How to Network for Senior Job

A number of my friends of long standing and colleagues are looking for jobs. (Friends of long standing is another way to say old friends without calling them old 🙂 They all have over 20 years of experience. The way they used to find jobs–through recruiters–is not working. Sure, recruiters have some openings, but most organizations are not advertising and not using recruiters even for senior-level jobs.

Here's what I know about:

  • Network with everyone you know. Don't forget school and previous employer alumni groups.
  • Make sure you are on the job boards suitable for your potential positions.
  • See if any local or national associations or user groups have job boards you can use.
  • Use social media to connect with people.

I'm sure there are more options. Do you have any ideas? My friends and colleagues would like to know. Please comment. Thanks.

10 Replies to “How to Network for Senior Job”

  1. I just came out of this funk with a job. It isn’t easy.

    (1) Remember, it only takes one interview to be hired.
    (2) Every week, speak to at least one person who will encourage you. We need encouragement.

  2. The main question I have is how do you do these things without your current employer finding out? The openness of social networks makes this pretty hard. Sounds like a good topic for a post – “How to Discretely Look for Another Job”

  3. Pingback: HR World » Blog Archive » Friday Links: Performance Reviews, Networking and Ramping Up Customer Service
  4. find companies you want to work for. Look for people from those companies in your social network. Have your connections provide introductions. Get names of hiring manager and target them directly. Try to stay out of the HR mire!

  5. Finding a job is hard work, in fact it IS a job in and of itself so treat it like one. If you lose your job allow yourself a week of self pity and then set out a plan. Talk to all your colleagues, past and present. Talk to all the recruiters you know, talk to anyone that you know anywhere but don’t just ask for a job outright. Talk to them about what they are doing, what their company is looking for and then ask them who they can think of that you might talk to…and then call your contacts contact. If you need to troll through the morass of online job postings or networking sites go ahead but you will invariably have more success if you get a personal introduction no matter how many degrees separated you are. And plan on this taking six months of non stop on the phone, in person networking- if you get a great job sooner than that in this economy pat yourself on the back for heroism. In the meantime a positive and sanguine attitude will help you interview well and maintain a healthy sense of perspective and humour.

···

§ **Your instructions**
In the post on networking for a senior job, how many years of experience do the author's job-seeking friends and colleagues have?

···

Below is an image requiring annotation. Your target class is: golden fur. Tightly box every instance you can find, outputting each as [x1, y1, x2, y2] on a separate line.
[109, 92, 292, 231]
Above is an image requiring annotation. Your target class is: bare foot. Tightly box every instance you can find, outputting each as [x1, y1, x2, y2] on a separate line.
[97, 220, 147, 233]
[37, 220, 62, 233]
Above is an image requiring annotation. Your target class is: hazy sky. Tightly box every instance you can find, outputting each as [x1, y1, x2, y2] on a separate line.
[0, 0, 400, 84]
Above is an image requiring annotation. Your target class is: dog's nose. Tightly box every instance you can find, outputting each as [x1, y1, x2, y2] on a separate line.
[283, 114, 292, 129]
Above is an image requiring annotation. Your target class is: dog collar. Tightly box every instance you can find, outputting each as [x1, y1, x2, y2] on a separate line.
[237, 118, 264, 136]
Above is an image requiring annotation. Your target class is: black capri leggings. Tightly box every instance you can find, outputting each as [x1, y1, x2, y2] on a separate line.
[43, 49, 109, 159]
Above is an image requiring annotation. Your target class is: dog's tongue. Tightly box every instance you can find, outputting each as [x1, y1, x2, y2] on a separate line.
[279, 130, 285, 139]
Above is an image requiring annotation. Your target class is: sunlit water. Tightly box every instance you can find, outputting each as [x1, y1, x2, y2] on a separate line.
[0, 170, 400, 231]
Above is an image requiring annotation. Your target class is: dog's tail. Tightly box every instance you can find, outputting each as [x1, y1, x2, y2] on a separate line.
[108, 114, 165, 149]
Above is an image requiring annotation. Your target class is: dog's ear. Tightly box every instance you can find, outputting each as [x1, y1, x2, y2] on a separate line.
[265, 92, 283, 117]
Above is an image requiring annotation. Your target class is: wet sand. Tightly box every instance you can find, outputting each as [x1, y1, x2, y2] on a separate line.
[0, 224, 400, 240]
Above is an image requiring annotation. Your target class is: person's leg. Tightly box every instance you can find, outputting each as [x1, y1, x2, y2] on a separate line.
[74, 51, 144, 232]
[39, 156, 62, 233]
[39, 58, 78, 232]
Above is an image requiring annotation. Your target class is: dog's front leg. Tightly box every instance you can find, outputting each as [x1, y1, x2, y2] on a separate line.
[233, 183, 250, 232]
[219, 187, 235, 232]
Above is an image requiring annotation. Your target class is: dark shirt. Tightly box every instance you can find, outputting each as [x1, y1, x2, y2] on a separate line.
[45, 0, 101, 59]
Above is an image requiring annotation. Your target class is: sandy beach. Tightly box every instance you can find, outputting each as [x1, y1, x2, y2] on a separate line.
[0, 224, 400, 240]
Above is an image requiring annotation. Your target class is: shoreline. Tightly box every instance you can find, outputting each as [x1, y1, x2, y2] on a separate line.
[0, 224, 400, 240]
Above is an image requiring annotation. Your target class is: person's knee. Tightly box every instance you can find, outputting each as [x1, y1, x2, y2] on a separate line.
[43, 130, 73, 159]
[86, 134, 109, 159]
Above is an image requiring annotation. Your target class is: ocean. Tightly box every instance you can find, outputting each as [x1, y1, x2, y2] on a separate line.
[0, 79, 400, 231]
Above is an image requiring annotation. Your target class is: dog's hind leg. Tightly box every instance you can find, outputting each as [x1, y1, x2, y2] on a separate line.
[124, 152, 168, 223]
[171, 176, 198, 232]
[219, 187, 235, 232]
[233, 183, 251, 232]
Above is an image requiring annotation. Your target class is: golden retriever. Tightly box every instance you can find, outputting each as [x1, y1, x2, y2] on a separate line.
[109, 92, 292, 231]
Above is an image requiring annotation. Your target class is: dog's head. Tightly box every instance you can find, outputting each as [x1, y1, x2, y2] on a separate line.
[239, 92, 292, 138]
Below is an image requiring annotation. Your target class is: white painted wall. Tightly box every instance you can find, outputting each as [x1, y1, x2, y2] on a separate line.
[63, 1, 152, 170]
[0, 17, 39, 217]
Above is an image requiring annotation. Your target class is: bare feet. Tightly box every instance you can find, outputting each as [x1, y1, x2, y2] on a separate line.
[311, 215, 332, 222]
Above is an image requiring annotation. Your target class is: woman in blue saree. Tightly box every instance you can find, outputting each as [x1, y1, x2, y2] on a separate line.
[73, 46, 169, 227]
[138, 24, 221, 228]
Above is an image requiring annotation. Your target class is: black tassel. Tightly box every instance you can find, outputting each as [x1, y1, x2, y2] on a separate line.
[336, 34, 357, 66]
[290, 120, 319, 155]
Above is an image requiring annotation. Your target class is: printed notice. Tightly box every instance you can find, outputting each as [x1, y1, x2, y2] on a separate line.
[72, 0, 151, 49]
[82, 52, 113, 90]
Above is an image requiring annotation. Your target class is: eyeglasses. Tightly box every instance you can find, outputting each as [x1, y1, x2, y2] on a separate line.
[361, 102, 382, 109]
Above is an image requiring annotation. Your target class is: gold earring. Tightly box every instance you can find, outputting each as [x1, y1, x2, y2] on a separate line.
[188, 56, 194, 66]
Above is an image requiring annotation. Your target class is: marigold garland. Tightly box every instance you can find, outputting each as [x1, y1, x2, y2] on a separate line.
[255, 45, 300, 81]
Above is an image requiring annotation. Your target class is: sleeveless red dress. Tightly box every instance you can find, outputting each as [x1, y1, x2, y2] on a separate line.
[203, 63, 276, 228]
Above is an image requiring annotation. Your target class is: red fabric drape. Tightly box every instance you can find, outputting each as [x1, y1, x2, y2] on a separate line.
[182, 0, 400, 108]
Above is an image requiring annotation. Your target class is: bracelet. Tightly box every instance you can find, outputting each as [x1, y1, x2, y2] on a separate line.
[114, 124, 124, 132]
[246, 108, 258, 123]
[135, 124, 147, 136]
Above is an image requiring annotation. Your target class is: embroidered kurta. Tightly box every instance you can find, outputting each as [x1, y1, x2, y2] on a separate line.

···

§ **The response**
Over 20 years.